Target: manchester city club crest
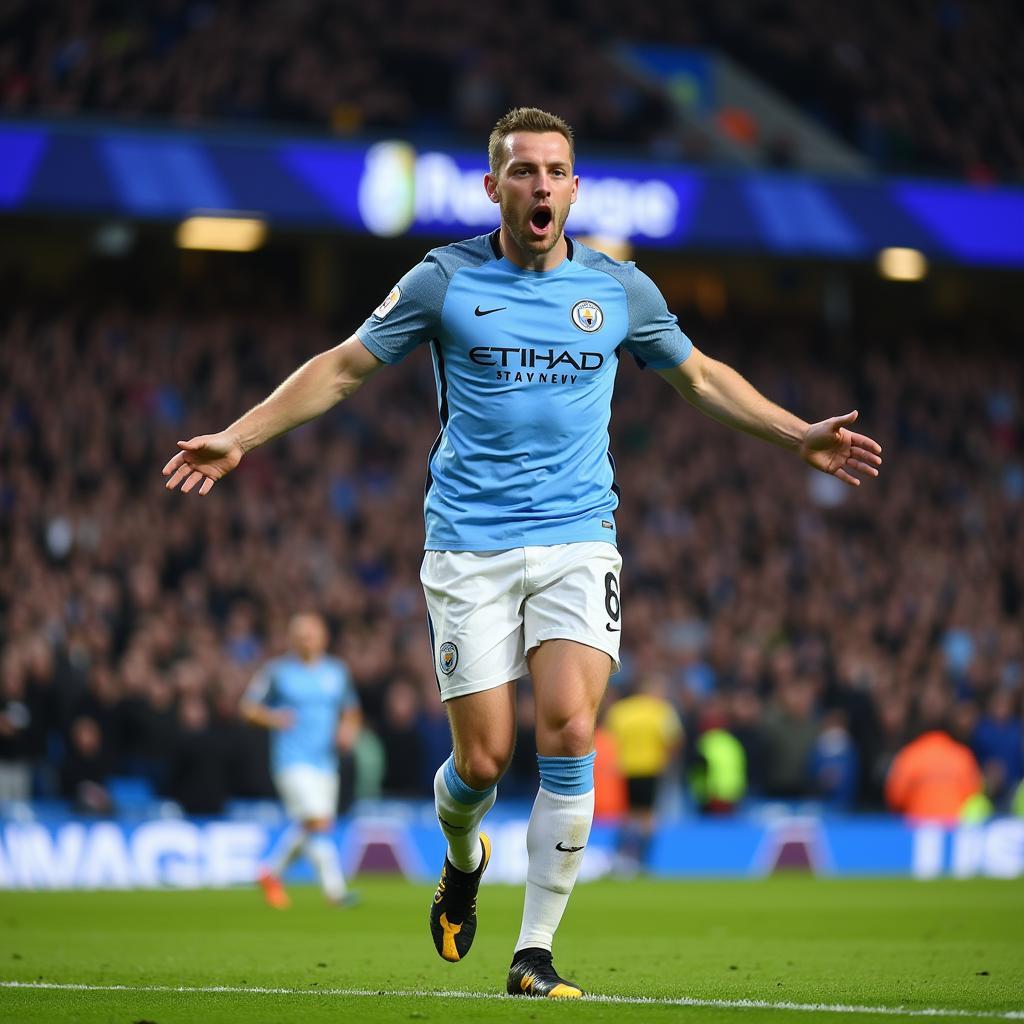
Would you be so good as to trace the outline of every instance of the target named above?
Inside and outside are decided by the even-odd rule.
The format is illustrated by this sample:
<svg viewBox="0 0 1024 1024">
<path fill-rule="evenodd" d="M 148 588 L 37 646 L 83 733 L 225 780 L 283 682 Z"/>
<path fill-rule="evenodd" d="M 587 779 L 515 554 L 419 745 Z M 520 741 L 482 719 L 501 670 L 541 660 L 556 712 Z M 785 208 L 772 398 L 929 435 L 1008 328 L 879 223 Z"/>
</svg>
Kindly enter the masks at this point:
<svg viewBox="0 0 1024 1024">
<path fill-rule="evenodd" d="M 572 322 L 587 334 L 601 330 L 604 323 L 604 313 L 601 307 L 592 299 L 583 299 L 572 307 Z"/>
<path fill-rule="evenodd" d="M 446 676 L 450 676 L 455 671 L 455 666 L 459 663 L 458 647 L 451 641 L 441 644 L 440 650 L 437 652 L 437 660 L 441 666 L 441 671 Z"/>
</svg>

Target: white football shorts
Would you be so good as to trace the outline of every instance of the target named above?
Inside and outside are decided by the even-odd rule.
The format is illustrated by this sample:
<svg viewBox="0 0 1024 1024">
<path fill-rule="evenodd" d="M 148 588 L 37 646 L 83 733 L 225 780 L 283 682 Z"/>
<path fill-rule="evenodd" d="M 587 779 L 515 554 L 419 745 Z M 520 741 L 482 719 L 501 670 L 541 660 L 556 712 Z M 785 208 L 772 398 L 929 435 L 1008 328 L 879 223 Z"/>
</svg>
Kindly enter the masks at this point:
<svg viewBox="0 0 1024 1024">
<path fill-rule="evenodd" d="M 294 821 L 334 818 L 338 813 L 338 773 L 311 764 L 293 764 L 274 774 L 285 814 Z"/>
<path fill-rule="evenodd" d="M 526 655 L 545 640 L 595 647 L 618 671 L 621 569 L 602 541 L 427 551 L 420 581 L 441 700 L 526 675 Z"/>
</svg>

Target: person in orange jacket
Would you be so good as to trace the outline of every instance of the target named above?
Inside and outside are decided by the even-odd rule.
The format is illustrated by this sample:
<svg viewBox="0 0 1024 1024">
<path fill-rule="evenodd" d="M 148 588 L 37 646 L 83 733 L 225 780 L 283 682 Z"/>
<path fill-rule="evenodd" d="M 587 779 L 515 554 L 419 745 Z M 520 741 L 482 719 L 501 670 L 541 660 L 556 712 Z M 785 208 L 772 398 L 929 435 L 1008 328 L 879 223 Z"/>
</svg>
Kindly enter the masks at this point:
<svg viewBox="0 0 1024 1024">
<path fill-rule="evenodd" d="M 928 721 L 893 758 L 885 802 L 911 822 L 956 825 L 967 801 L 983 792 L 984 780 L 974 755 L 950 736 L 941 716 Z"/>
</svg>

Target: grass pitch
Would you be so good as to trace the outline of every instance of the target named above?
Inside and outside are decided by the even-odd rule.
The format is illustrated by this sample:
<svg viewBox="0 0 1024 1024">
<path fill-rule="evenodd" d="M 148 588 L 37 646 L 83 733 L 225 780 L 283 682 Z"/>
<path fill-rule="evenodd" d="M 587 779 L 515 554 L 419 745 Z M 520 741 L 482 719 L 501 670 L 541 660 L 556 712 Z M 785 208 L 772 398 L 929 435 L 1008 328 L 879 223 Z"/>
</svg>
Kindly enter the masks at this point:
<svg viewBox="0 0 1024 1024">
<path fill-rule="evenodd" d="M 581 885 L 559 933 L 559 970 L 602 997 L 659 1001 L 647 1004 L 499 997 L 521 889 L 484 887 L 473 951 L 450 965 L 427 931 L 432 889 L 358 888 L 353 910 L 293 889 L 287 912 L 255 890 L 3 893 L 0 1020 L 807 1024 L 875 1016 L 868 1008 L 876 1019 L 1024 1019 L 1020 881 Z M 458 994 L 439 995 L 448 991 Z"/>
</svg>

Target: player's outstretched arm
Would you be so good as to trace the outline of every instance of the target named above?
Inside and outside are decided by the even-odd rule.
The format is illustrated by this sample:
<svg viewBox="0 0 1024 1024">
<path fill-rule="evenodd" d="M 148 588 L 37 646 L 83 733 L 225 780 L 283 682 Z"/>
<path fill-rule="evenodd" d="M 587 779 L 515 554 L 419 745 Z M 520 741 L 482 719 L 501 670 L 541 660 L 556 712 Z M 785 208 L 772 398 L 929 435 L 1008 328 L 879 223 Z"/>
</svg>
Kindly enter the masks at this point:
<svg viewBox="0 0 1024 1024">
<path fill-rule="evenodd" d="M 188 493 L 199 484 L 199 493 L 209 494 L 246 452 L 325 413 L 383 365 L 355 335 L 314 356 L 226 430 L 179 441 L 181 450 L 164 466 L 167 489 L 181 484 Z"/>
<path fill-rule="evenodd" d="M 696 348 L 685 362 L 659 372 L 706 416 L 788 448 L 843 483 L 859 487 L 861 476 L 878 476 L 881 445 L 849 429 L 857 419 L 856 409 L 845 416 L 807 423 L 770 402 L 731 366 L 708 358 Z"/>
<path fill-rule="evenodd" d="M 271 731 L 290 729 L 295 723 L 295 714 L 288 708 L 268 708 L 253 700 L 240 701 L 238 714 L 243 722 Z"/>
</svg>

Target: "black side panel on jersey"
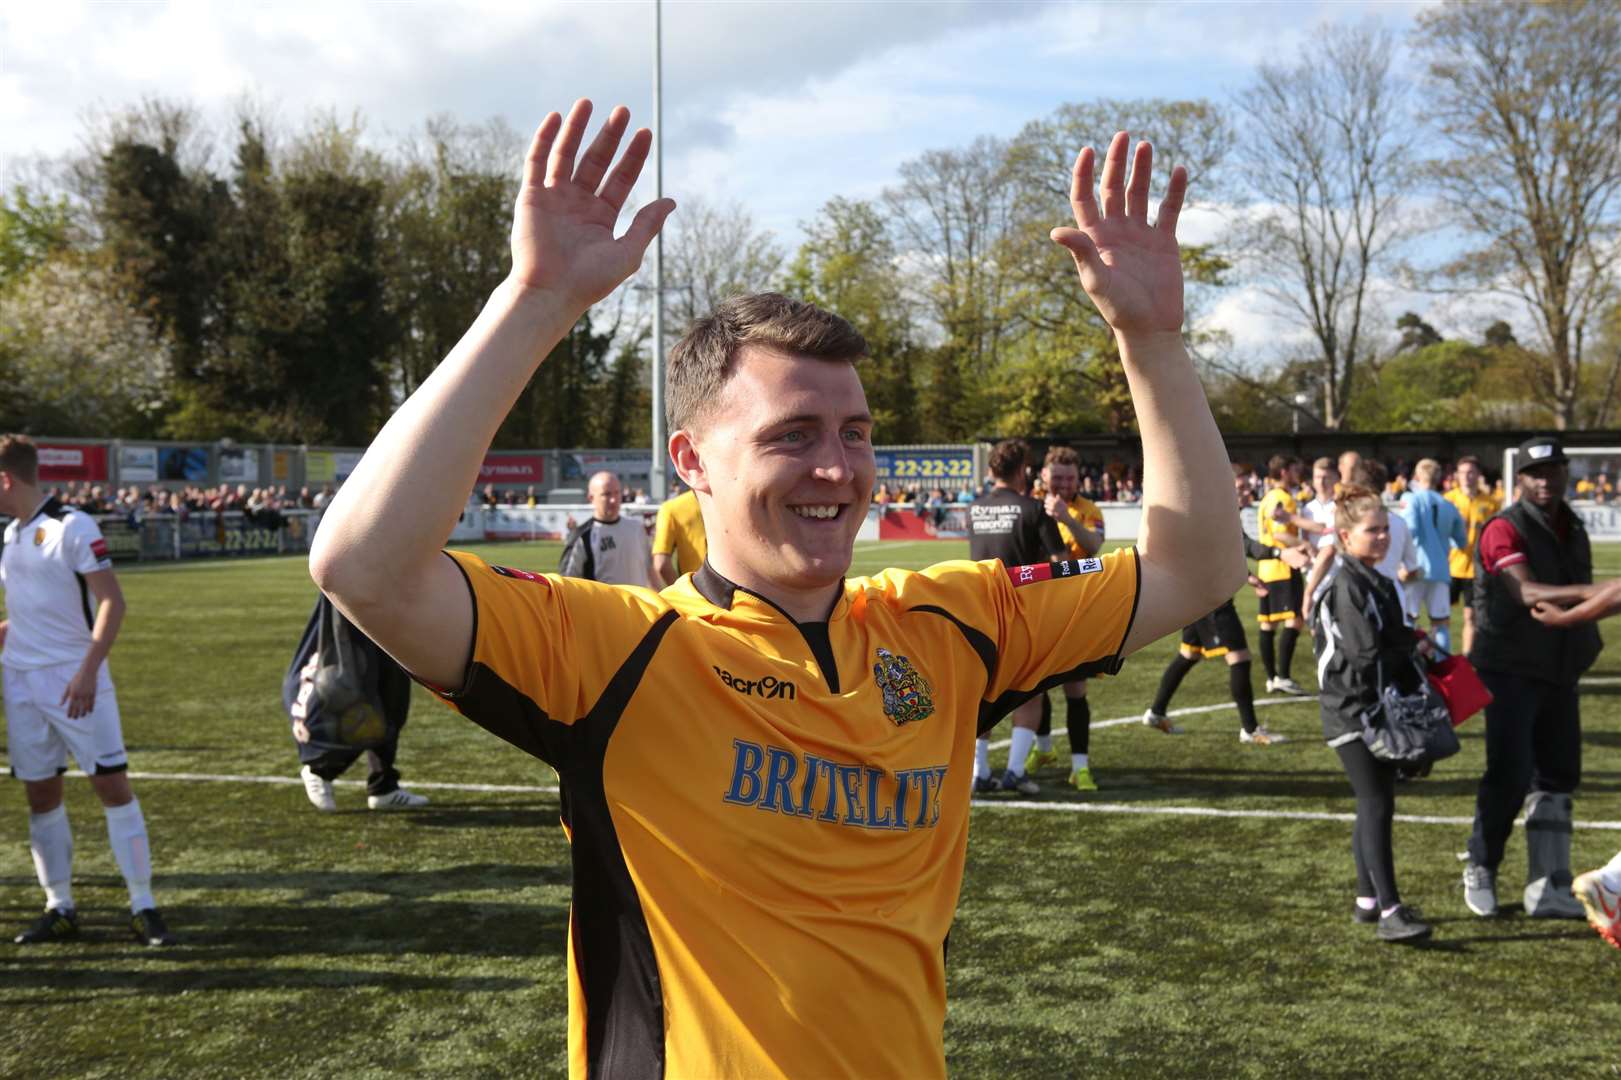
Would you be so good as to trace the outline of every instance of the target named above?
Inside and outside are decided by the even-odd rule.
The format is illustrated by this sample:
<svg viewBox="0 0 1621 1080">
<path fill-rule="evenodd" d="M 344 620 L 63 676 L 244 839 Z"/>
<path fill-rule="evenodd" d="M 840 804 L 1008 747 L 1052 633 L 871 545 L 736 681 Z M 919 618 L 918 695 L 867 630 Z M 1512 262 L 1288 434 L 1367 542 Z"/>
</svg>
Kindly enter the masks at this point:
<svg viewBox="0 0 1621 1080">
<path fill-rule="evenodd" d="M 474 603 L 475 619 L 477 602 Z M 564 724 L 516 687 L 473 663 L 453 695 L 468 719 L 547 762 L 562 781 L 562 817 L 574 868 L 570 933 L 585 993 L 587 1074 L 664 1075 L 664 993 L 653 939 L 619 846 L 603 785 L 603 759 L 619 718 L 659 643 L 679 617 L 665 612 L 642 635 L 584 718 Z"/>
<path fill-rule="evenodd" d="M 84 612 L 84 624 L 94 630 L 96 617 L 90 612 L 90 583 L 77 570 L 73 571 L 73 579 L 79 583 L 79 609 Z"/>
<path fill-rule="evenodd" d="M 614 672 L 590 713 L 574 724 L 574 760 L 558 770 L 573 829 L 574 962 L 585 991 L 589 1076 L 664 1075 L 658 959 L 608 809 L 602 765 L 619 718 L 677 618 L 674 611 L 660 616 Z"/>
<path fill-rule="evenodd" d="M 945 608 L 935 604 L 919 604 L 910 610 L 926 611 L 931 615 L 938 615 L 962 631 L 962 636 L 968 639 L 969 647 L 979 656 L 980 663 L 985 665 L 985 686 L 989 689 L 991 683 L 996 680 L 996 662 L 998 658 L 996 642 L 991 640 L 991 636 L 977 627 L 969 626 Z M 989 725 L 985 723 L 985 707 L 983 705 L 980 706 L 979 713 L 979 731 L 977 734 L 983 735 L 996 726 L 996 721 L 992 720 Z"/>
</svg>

___

— TO DO —
Output the lines above in full and exactly as given, omitting any pictures.

— ANSWER AREA —
Target: manchester city club crest
Would you be so good as to trace the outline of every instance of the target named above?
Inside and outside are decided by the even-odd rule.
The format is illustrated by this sample:
<svg viewBox="0 0 1024 1024">
<path fill-rule="evenodd" d="M 148 588 L 37 646 L 83 733 L 225 780 L 283 682 Z"/>
<path fill-rule="evenodd" d="M 587 779 L 515 554 L 419 745 Z M 520 741 L 482 719 L 501 670 L 541 660 L 556 712 Z M 785 208 L 772 398 L 929 435 L 1008 328 L 879 223 Z"/>
</svg>
Kindly enter the masks at this point:
<svg viewBox="0 0 1024 1024">
<path fill-rule="evenodd" d="M 572 322 L 587 334 L 601 330 L 604 323 L 604 313 L 601 307 L 592 299 L 583 299 L 572 307 Z"/>
<path fill-rule="evenodd" d="M 446 676 L 450 676 L 455 671 L 455 666 L 459 663 L 458 647 L 451 641 L 441 644 L 440 650 L 437 652 L 437 660 L 441 666 L 441 671 Z"/>
</svg>

Target: white football shorts
Would you be so good as to trace the outline of every instance of the target named above?
Inside and outside are decided by the even-odd rule.
The format is illustrated by this sample:
<svg viewBox="0 0 1024 1024">
<path fill-rule="evenodd" d="M 148 588 L 37 646 L 83 733 L 225 780 L 283 682 Z"/>
<path fill-rule="evenodd" d="M 587 779 L 515 554 L 419 745 Z M 520 741 L 482 719 L 501 670 L 541 660 L 556 712 Z M 785 208 L 772 398 L 929 435 L 1008 328 L 879 223 Z"/>
</svg>
Kindly enter the masks at this point:
<svg viewBox="0 0 1024 1024">
<path fill-rule="evenodd" d="M 294 821 L 334 818 L 338 813 L 338 773 L 311 764 L 293 764 L 274 774 L 285 814 Z"/>
<path fill-rule="evenodd" d="M 526 655 L 545 640 L 595 647 L 618 671 L 621 569 L 602 541 L 427 551 L 420 581 L 441 700 L 526 675 Z"/>
</svg>

Target: person in orange jacket
Would you be so good as to trace the outline of every instance of the target named above?
Inside and outside are decided by the even-odd rule.
The format is illustrated by this sample:
<svg viewBox="0 0 1024 1024">
<path fill-rule="evenodd" d="M 148 588 L 37 646 L 83 733 L 225 780 L 283 682 Z"/>
<path fill-rule="evenodd" d="M 587 779 L 515 554 L 419 745 Z M 520 741 L 482 719 L 501 670 L 541 660 L 556 712 Z M 785 208 L 772 398 L 929 435 L 1008 328 L 879 223 Z"/>
</svg>
Kindly enter the masks at this point:
<svg viewBox="0 0 1024 1024">
<path fill-rule="evenodd" d="M 928 721 L 893 758 L 885 802 L 911 822 L 956 825 L 967 801 L 983 792 L 984 780 L 974 755 L 950 736 L 941 716 Z"/>
</svg>

Target: grass pitch
Would you be so good as to trace the outline of every instance of the target named above?
Inside and outside are decided by the even-odd rule.
The format is illustrated by this sample:
<svg viewBox="0 0 1024 1024">
<path fill-rule="evenodd" d="M 148 588 L 37 646 L 83 733 L 225 780 L 283 682 Z"/>
<path fill-rule="evenodd" d="M 587 779 L 515 554 L 419 745 Z M 520 741 L 482 719 L 501 670 L 541 660 L 556 712 Z M 785 208 L 772 398 L 929 435 L 1008 328 L 879 223 Z"/>
</svg>
Kindly enter the masks at this point:
<svg viewBox="0 0 1024 1024">
<path fill-rule="evenodd" d="M 581 885 L 559 933 L 559 970 L 602 997 L 659 1001 L 647 1004 L 499 997 L 521 889 L 484 887 L 473 951 L 450 965 L 427 931 L 432 889 L 358 888 L 353 910 L 293 889 L 287 912 L 255 890 L 3 893 L 0 1020 L 807 1024 L 875 1016 L 868 1008 L 876 1019 L 1024 1019 L 1020 881 Z M 458 994 L 439 995 L 448 991 Z"/>
</svg>

Target: player's outstretched arm
Would you be so good as to trace the outline of every instance of the target named above?
Inside and outside are decided by the even-odd rule.
The format is illustrated by this sample:
<svg viewBox="0 0 1024 1024">
<path fill-rule="evenodd" d="M 148 588 L 37 646 L 83 733 L 225 780 L 283 682 Z"/>
<path fill-rule="evenodd" d="M 587 779 L 515 554 L 419 745 Z M 520 741 L 482 719 L 501 670 L 541 660 L 556 712 Z M 785 208 L 772 398 L 929 435 L 1008 328 L 879 223 Z"/>
</svg>
Kindly enter the masks at this point:
<svg viewBox="0 0 1024 1024">
<path fill-rule="evenodd" d="M 188 493 L 199 484 L 199 493 L 209 494 L 246 452 L 325 413 L 383 365 L 355 335 L 314 356 L 226 430 L 179 441 L 181 450 L 164 466 L 167 489 L 181 484 Z"/>
<path fill-rule="evenodd" d="M 696 348 L 685 362 L 659 372 L 706 416 L 788 448 L 843 483 L 859 487 L 861 476 L 878 476 L 881 445 L 849 429 L 857 419 L 856 409 L 845 416 L 807 423 L 770 402 L 731 366 L 708 358 Z"/>
<path fill-rule="evenodd" d="M 271 731 L 290 729 L 295 723 L 295 714 L 288 708 L 268 708 L 253 700 L 240 701 L 238 714 L 243 722 Z"/>
</svg>

Target: "black side panel on jersey"
Would you be so good as to trace the outline of every instance of the target named above?
Inside and outside are decided by the even-odd rule.
The format is illustrated by this sample:
<svg viewBox="0 0 1621 1080">
<path fill-rule="evenodd" d="M 344 620 L 63 676 L 244 839 Z"/>
<path fill-rule="evenodd" d="M 840 804 L 1008 747 L 1052 633 L 871 545 L 736 681 Z M 919 618 L 918 695 L 867 630 Z M 1512 262 L 1288 434 L 1367 542 Z"/>
</svg>
Kindly enter the masks at this point:
<svg viewBox="0 0 1621 1080">
<path fill-rule="evenodd" d="M 474 603 L 475 619 L 477 602 Z M 564 724 L 516 687 L 473 663 L 453 695 L 468 719 L 547 762 L 562 781 L 562 817 L 574 868 L 570 933 L 585 993 L 587 1074 L 664 1075 L 664 993 L 653 939 L 619 846 L 603 785 L 603 759 L 619 718 L 659 643 L 679 617 L 665 612 L 642 635 L 584 718 Z"/>
<path fill-rule="evenodd" d="M 84 612 L 84 624 L 94 630 L 96 617 L 90 612 L 90 583 L 77 570 L 73 571 L 73 579 L 79 583 L 79 609 Z"/>
<path fill-rule="evenodd" d="M 614 672 L 590 713 L 574 724 L 574 760 L 558 770 L 573 829 L 574 962 L 585 991 L 589 1076 L 664 1075 L 658 959 L 608 809 L 602 765 L 619 718 L 677 618 L 674 611 L 660 616 Z"/>
<path fill-rule="evenodd" d="M 945 608 L 935 604 L 919 604 L 910 610 L 926 611 L 931 615 L 938 615 L 962 631 L 962 636 L 968 639 L 969 647 L 979 656 L 980 663 L 985 665 L 985 686 L 989 689 L 991 683 L 996 680 L 996 662 L 998 658 L 996 642 L 991 640 L 991 636 L 977 627 L 969 626 Z M 989 725 L 985 723 L 985 707 L 983 705 L 980 706 L 979 713 L 979 731 L 977 734 L 983 735 L 996 726 L 996 721 L 992 720 Z"/>
</svg>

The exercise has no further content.